§ WHAT YOU ARE ASKED TO DO:
The expected output is every line of the data exactly as shown, minus the images.

§ DATA EXTRACTS:

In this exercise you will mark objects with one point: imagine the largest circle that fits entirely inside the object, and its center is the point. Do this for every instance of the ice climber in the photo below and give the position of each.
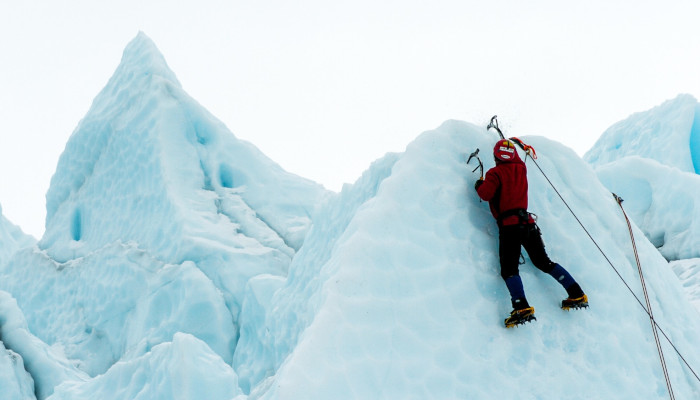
(505, 188)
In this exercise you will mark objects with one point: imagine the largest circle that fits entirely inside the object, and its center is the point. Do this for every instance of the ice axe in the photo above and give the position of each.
(480, 166)
(494, 124)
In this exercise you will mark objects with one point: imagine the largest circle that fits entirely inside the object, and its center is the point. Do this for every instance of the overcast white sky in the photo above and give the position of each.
(324, 87)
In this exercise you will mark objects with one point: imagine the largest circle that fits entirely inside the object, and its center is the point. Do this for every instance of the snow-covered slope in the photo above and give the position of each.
(403, 299)
(157, 216)
(651, 159)
(662, 200)
(669, 134)
(166, 237)
(11, 239)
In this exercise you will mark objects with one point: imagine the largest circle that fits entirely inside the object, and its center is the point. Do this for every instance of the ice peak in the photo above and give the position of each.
(141, 58)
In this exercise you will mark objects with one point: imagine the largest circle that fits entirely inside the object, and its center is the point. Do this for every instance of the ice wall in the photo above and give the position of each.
(408, 301)
(667, 133)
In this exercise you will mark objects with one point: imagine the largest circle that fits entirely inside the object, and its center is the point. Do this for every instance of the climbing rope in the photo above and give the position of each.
(646, 298)
(647, 308)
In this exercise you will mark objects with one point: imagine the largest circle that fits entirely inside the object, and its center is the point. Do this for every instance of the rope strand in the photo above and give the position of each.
(646, 298)
(655, 325)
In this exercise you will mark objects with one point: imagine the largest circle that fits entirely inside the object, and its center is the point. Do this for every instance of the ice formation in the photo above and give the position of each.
(179, 262)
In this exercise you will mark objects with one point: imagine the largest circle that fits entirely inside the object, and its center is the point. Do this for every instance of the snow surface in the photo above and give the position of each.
(645, 159)
(179, 262)
(12, 239)
(669, 134)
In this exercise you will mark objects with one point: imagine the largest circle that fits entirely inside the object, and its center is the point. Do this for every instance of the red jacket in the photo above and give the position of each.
(505, 188)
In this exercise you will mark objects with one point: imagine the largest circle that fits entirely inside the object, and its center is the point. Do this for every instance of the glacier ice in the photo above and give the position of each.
(180, 262)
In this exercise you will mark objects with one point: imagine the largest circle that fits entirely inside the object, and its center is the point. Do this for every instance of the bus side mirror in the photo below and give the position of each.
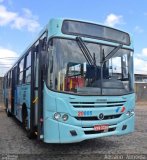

§ OUTPUT OF THE EXERCISE:
In this exercise you will mark objects with one point: imagine the largest circle that fits entirely inside the object, and its center is the point. Do this for every instance of the ice climber in the photo below and give the position of each.
(505, 188)
In this exercise you will mark objects with one point: imagine the largest circle that fits entirely inside the object, and its center is the point. Do this for every instance of the ice axe in the photo above and give the position of each.
(480, 166)
(494, 124)
In this exercise you will mark objects with one point: imagine the largest circle that fits entirely inside the object, and its center is the point. Do this for every instance of the overcast white sky in the photo above and give the position of each.
(324, 87)
In this exercise you will mark objects with one point: imagine the largest circle that fits entirely inside the object, and its center is the point. Do this for every instance of the snow-covered slope in the photo above and give the position of each.
(403, 299)
(157, 216)
(651, 159)
(662, 200)
(669, 134)
(166, 237)
(11, 239)
In this exercise you will mark objects with one point: imagine the largest circle that fits entirely inside the object, and its center is the point. Do this for every instance of the ice peak in the photo above and give the position of each.
(141, 58)
In this exercise you will mark objects with one point: imagine the largest circle that fits entirely inside the object, and its center is the point. Do this for every instance of the ice wall in the photo above and give the position of each.
(408, 301)
(667, 133)
In this exercise you will mark objects with one point: imagine the largest circle that fits entirely inside the object, and its center is the point. Do this for every instance of the climbing rope in the photo above and give the position of each.
(646, 298)
(647, 308)
In this exercise you will mark objects with one point: imagine the largest circle that fits entirely inside the object, and its center is the point. Do this for every instance of the rope strand in the photo above and give the position of each.
(646, 298)
(655, 325)
In this exercise you will mark objects with one point: imagine the largest circle that fits entirely inside the object, and its center is the point. Do this for every instance of the ice formation in the photo above and give the position of each.
(179, 262)
In this exercise you will mark objects with one point: imagine the largest circle that fits entirely inside the object, and its center is the point. Do this for every instance of the snow surface in the photo above and give the position of each.
(645, 159)
(179, 262)
(12, 239)
(669, 134)
In this exercise you will mark objects with one point: imagine the largest circle that fits entirely inside the object, and its center is the point. Do this for every instance of the red jacket in the photo above and give the position of each.
(505, 188)
In this exercise you will mark objects with one point: imagine the largest circle that fits entirely inside the object, and its center is the point. Do this for every instance of the glacier ice in the photo above and give the position of each.
(180, 262)
In this exercise you will mark objects with one point: imagine the largest circle that fits entirely inside the object, and its center is the point. Do this for every instance of the bus side mirror in the photo below and give the position of each.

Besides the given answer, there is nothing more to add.